◆ SHORT EXERCISE ◆
Report every line below that contains the word "wooden", copying each such line in full. Treat the match as case-sensitive.

# # # # # # #

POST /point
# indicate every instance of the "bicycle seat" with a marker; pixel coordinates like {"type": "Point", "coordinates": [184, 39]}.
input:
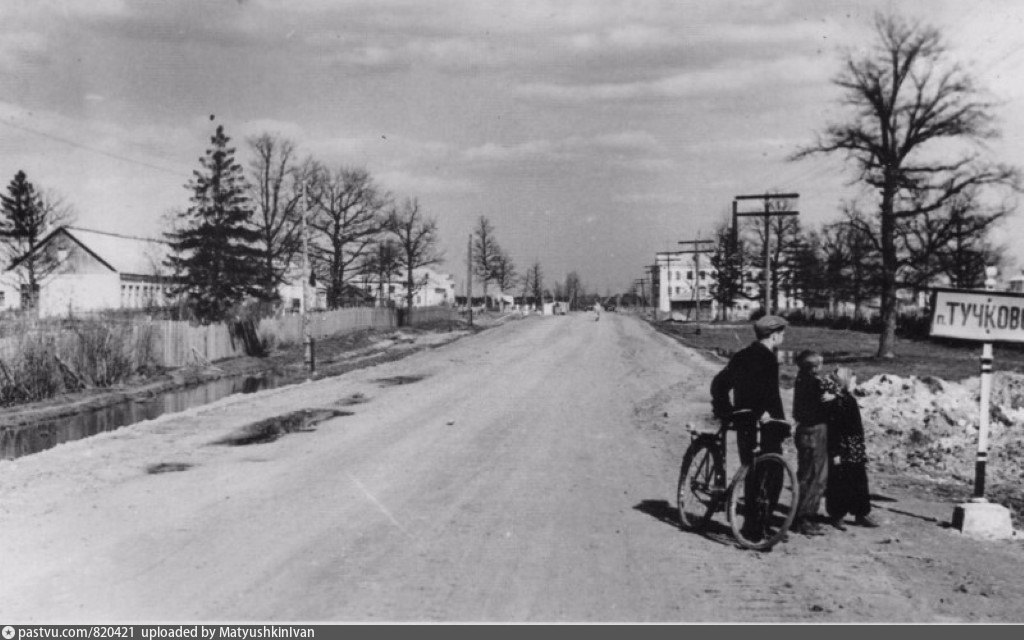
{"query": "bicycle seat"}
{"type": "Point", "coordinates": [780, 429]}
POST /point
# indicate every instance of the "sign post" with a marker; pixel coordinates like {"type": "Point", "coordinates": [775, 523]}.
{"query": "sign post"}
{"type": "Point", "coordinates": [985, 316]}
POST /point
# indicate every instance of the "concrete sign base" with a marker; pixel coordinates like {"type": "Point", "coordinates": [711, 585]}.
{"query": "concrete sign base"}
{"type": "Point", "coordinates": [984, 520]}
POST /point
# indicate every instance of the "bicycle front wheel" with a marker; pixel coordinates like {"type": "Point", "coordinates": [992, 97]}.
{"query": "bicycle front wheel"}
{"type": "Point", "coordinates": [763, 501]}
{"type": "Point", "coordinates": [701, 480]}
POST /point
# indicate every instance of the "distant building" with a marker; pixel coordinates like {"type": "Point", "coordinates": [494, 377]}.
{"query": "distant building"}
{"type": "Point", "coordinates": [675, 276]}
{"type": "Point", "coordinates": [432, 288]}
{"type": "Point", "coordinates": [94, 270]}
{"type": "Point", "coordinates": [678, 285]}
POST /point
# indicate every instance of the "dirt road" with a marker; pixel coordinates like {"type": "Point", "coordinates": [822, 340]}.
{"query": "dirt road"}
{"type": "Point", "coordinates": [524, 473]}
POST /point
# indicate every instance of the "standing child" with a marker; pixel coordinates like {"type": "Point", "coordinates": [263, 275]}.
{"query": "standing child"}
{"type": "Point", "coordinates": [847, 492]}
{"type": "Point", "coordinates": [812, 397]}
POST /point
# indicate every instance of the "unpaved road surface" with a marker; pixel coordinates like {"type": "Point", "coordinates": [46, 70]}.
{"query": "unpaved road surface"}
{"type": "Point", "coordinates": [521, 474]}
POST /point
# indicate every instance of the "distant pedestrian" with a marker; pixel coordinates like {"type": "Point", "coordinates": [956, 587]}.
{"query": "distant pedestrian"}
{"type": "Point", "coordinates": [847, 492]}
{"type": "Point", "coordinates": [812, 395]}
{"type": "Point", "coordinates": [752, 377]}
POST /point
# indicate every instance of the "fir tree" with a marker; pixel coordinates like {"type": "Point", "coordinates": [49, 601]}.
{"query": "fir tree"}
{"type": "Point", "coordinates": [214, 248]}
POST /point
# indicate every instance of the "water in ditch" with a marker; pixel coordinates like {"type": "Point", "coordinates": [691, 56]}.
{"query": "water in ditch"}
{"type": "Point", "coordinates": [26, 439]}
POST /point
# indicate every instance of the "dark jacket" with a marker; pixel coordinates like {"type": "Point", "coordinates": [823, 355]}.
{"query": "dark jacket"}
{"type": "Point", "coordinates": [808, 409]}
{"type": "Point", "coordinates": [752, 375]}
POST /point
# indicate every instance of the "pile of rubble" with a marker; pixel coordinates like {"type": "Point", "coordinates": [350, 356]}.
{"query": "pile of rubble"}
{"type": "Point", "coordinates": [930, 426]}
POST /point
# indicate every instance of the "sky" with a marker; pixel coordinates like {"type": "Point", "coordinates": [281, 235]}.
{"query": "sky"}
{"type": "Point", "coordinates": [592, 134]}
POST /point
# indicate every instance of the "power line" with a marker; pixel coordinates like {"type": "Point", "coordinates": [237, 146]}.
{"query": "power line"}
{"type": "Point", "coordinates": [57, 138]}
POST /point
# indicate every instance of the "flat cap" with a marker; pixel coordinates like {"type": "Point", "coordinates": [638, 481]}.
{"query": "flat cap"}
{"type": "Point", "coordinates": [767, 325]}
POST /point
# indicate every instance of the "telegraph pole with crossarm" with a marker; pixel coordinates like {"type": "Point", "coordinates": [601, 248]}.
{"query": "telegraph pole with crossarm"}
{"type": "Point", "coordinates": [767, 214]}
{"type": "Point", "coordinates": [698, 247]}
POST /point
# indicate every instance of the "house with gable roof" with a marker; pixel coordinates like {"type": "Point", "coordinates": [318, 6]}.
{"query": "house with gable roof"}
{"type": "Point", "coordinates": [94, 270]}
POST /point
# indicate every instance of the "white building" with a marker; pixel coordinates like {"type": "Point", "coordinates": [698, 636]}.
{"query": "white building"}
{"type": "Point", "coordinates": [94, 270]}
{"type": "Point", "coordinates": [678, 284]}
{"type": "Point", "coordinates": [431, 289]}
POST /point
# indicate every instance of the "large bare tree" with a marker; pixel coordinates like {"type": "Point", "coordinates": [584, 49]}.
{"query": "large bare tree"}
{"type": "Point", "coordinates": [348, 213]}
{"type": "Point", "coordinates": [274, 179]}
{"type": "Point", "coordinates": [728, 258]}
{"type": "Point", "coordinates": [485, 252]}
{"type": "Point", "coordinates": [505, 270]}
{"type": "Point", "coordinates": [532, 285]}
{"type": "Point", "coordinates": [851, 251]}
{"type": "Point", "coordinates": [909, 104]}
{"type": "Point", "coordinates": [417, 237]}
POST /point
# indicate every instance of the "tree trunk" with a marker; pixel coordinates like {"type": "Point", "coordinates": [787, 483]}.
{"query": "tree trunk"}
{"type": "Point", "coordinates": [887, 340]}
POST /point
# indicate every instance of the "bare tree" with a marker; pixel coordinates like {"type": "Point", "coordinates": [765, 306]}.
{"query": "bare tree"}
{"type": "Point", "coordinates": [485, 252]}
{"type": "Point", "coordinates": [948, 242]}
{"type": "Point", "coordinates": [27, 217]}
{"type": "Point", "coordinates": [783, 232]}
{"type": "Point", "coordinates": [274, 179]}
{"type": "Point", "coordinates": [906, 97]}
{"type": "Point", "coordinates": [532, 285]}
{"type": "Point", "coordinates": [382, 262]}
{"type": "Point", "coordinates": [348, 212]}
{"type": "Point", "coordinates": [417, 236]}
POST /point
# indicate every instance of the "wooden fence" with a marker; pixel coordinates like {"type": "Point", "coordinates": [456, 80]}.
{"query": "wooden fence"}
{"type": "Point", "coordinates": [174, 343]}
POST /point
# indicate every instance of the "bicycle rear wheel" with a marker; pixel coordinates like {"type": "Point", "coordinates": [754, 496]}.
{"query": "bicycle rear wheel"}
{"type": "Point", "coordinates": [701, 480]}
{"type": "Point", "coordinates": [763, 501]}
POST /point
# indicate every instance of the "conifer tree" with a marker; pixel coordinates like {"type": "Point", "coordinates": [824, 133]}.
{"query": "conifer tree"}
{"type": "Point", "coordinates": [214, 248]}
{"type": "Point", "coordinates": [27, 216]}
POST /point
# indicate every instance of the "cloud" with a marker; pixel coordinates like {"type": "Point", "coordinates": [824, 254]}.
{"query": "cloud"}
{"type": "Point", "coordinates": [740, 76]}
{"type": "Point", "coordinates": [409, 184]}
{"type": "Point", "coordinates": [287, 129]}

# # # # # # #

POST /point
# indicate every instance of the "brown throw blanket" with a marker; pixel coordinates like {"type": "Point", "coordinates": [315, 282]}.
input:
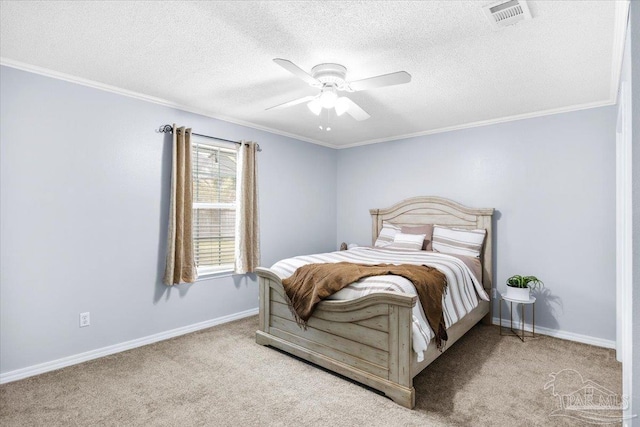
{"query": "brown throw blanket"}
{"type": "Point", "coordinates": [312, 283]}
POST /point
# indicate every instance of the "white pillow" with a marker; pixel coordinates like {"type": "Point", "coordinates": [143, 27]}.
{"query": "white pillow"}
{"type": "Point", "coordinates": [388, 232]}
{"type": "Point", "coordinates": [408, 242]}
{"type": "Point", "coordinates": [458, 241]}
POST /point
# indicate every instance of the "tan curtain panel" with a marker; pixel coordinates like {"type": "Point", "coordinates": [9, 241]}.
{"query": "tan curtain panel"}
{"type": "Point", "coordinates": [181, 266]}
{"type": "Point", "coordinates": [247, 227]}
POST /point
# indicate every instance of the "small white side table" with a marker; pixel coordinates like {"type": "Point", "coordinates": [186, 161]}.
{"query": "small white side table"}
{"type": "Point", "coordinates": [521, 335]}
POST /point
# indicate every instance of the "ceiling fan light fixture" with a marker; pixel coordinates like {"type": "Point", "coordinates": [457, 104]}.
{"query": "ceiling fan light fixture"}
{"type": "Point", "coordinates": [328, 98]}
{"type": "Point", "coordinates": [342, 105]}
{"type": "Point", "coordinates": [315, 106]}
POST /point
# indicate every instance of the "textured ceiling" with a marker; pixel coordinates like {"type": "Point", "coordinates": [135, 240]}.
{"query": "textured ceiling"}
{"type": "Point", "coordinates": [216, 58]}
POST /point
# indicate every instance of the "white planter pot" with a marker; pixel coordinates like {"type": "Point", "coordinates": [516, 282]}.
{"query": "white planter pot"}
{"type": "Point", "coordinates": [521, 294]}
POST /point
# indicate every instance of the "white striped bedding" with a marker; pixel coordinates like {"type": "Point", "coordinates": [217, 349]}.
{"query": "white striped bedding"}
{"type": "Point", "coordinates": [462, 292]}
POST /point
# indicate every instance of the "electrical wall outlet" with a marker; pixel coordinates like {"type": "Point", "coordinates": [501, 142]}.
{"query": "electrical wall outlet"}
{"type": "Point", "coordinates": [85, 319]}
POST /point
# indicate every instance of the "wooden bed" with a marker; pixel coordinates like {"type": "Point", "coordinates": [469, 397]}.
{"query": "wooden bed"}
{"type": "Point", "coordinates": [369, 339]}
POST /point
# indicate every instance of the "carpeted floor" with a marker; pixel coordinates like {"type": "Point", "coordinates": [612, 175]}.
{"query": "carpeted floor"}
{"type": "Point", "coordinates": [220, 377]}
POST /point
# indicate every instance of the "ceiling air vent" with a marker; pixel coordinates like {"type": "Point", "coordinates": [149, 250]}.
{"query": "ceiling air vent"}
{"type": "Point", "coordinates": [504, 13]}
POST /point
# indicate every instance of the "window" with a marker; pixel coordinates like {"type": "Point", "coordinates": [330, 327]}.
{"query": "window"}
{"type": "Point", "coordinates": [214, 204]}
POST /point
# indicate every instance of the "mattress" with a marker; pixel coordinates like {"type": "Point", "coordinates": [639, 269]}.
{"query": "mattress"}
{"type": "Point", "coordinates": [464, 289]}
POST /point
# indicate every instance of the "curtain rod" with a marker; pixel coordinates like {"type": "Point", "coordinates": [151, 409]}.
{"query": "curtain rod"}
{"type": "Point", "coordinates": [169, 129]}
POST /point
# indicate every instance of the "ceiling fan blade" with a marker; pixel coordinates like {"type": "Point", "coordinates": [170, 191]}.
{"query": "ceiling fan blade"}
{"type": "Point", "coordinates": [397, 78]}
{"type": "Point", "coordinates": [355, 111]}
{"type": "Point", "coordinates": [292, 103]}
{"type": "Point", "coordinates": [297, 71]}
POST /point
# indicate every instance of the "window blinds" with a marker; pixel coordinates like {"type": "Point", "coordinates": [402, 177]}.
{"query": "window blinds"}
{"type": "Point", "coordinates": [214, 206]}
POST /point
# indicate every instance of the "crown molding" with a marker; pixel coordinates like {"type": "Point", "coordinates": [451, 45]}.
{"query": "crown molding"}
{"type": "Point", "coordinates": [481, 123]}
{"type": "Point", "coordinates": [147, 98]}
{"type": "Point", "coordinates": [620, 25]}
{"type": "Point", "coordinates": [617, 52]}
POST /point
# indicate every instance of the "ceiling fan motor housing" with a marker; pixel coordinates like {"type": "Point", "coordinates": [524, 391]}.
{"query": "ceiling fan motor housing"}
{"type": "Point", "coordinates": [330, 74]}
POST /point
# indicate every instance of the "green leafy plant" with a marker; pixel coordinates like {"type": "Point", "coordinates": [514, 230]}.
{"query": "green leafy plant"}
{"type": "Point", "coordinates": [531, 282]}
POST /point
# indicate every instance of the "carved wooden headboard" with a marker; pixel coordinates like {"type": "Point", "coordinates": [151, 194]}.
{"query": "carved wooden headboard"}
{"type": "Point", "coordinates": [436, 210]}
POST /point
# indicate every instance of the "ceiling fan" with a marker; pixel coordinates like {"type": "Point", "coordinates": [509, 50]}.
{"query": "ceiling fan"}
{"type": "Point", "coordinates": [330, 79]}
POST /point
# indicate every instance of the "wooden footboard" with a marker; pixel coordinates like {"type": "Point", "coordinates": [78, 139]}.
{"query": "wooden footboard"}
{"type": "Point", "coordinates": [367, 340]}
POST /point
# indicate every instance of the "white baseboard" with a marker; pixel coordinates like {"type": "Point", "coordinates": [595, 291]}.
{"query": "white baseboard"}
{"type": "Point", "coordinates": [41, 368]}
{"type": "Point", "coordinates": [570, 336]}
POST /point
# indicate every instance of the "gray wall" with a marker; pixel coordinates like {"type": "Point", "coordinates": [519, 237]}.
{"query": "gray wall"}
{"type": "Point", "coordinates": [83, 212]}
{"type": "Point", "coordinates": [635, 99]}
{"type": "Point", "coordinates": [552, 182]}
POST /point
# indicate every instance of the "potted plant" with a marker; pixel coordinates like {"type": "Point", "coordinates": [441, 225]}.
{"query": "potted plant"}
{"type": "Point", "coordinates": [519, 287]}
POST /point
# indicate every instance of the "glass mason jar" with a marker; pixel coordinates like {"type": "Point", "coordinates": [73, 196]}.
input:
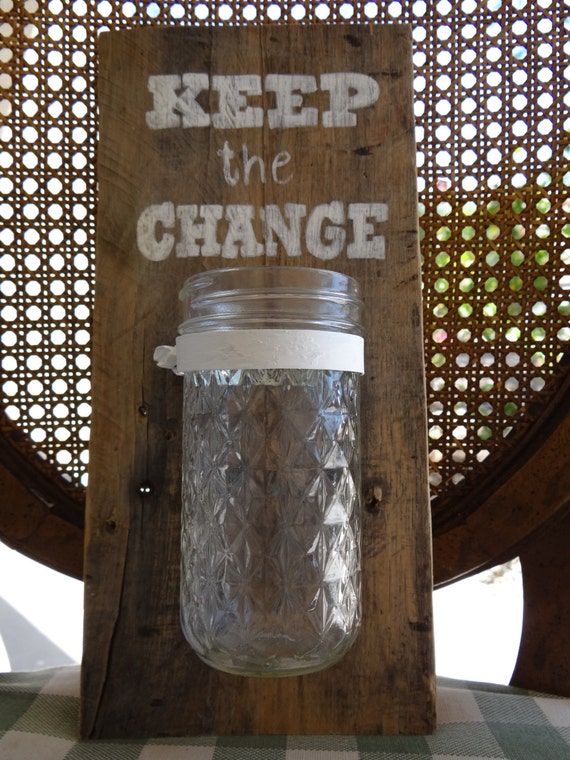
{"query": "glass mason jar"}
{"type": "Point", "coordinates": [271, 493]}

# # # # # # #

◆ TASK ANSWER ◆
# indicate every instance of the "wooden fence" with a marker; pixel coordinates like {"type": "Point", "coordinates": [456, 80]}.
{"query": "wooden fence"}
# indicate every instance of the "wooden bed" with a marker; pixel coordinates like {"type": "Point", "coordinates": [469, 397]}.
{"query": "wooden bed"}
# indicate every instance of the "carved wooden headboard" with a marker; pixel coordinates like {"type": "Point", "coordinates": [151, 194]}.
{"query": "carved wooden headboard"}
# indicate every instance of the "wooden footboard" with a marker; pixel coordinates like {"type": "Point", "coordinates": [78, 139]}.
{"query": "wooden footboard"}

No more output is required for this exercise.